** BEGIN **

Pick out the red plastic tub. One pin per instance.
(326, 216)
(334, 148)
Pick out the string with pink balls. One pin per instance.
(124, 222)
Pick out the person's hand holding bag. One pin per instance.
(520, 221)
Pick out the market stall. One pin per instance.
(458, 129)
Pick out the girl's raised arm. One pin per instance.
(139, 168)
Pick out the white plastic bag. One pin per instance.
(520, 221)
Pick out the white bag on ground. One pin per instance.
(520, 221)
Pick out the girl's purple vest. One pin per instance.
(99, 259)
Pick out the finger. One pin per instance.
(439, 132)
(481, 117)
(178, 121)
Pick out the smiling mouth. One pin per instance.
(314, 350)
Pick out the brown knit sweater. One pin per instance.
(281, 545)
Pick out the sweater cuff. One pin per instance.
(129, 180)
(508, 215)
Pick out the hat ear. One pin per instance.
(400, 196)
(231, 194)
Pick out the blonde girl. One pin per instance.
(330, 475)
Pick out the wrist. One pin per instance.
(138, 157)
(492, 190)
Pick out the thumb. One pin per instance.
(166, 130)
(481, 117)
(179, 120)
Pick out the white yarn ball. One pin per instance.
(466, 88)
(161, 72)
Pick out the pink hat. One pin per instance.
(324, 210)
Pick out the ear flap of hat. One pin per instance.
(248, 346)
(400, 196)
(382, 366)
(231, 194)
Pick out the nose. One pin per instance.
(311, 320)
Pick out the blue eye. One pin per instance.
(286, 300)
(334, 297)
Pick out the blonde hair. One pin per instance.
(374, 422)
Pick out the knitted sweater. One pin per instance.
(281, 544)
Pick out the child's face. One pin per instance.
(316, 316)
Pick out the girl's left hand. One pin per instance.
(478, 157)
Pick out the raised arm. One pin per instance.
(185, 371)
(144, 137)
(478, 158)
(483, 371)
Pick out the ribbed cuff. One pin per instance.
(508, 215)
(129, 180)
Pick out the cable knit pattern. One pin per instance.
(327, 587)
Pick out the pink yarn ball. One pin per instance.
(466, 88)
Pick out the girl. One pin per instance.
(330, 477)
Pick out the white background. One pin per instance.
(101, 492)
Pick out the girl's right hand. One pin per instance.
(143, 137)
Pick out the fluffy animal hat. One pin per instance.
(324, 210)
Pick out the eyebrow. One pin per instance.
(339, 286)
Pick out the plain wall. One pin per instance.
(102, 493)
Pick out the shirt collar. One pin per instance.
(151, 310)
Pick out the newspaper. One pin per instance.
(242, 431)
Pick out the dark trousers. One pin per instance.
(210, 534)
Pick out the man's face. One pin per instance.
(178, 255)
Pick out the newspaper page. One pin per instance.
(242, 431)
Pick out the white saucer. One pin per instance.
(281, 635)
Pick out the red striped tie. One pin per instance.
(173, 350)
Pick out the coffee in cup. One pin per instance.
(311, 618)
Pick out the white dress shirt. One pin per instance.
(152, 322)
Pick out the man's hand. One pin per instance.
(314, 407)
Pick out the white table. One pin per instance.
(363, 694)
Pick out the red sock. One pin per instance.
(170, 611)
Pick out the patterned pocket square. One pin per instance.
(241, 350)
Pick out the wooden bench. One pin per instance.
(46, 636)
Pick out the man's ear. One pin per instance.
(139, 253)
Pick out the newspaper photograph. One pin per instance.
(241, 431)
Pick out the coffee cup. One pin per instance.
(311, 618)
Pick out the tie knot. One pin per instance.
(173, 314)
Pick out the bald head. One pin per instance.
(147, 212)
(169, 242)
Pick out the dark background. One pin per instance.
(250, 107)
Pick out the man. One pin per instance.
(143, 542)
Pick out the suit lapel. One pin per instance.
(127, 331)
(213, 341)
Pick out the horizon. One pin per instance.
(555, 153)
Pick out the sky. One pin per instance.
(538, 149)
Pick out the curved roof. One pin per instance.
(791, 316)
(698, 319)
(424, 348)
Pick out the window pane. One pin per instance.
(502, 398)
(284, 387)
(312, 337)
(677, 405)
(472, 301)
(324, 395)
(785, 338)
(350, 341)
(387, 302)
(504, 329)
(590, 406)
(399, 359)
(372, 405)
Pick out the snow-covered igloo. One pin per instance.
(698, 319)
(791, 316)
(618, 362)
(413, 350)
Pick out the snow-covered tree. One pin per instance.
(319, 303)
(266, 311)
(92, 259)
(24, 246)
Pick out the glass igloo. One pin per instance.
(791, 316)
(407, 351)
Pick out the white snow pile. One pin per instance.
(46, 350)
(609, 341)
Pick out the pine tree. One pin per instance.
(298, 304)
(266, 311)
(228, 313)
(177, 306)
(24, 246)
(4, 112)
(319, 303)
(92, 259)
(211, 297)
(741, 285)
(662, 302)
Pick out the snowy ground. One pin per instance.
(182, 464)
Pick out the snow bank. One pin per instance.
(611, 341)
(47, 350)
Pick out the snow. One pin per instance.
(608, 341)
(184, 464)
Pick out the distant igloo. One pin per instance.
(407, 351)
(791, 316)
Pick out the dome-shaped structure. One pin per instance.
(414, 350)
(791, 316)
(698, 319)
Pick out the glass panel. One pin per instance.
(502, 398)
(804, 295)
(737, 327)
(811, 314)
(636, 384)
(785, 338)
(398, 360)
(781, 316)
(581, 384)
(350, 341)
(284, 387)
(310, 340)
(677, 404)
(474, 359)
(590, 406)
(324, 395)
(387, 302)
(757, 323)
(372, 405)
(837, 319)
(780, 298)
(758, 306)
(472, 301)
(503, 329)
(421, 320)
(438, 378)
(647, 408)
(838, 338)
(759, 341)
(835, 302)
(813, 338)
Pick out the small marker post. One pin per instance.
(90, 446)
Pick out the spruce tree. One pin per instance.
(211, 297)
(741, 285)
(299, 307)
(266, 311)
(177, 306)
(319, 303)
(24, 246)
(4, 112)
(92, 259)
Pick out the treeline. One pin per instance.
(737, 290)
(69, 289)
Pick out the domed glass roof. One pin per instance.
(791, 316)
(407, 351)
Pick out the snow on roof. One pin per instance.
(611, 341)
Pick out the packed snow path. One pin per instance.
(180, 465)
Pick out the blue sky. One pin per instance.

** END **

* [The request] Set down, unchanged, the line that contains "Pick out the white snow" together with every later line in the records, through the last one.

* [Full output]
Pick out the white snow pile. One pin per instance.
(46, 350)
(609, 341)
Pick out the pine tree. One pin per instance.
(298, 304)
(266, 311)
(228, 313)
(177, 306)
(24, 246)
(4, 112)
(319, 303)
(92, 259)
(211, 297)
(741, 285)
(662, 302)
Pick out the snowy ground. One pin per instance.
(182, 464)
Pick out the snow bank. One pin per instance.
(611, 341)
(47, 350)
Pick out the snow. One pin per instance.
(608, 341)
(184, 464)
Pick out the distant igloo. One pin per instance.
(407, 351)
(791, 316)
Pick out the dome-shaped structure. One pin per instance.
(414, 350)
(791, 316)
(698, 319)
Pick out the glass panel. One pin per instance.
(502, 398)
(804, 295)
(737, 327)
(811, 314)
(636, 384)
(785, 338)
(398, 360)
(781, 316)
(581, 384)
(350, 341)
(284, 387)
(310, 340)
(677, 404)
(474, 359)
(590, 406)
(324, 395)
(387, 302)
(757, 323)
(372, 405)
(837, 319)
(780, 298)
(758, 306)
(472, 301)
(503, 329)
(421, 320)
(438, 378)
(647, 408)
(838, 338)
(759, 341)
(835, 302)
(813, 338)
Pick out the small marker post. One pin per instance.
(90, 446)
Pick out the spruce tree. One pin per instance.
(211, 297)
(741, 285)
(299, 307)
(266, 311)
(177, 306)
(319, 303)
(24, 246)
(4, 112)
(92, 259)
Pick out the treeline. One pin per instance.
(737, 290)
(69, 289)
Pick out the domed glass roof. One pin per instance.
(791, 316)
(407, 351)
Pick out the snow on roof. One pin per instance.
(611, 341)
Pick out the packed snow path. One pin per instance.
(180, 465)
Pick out the blue sky. One pin per instance.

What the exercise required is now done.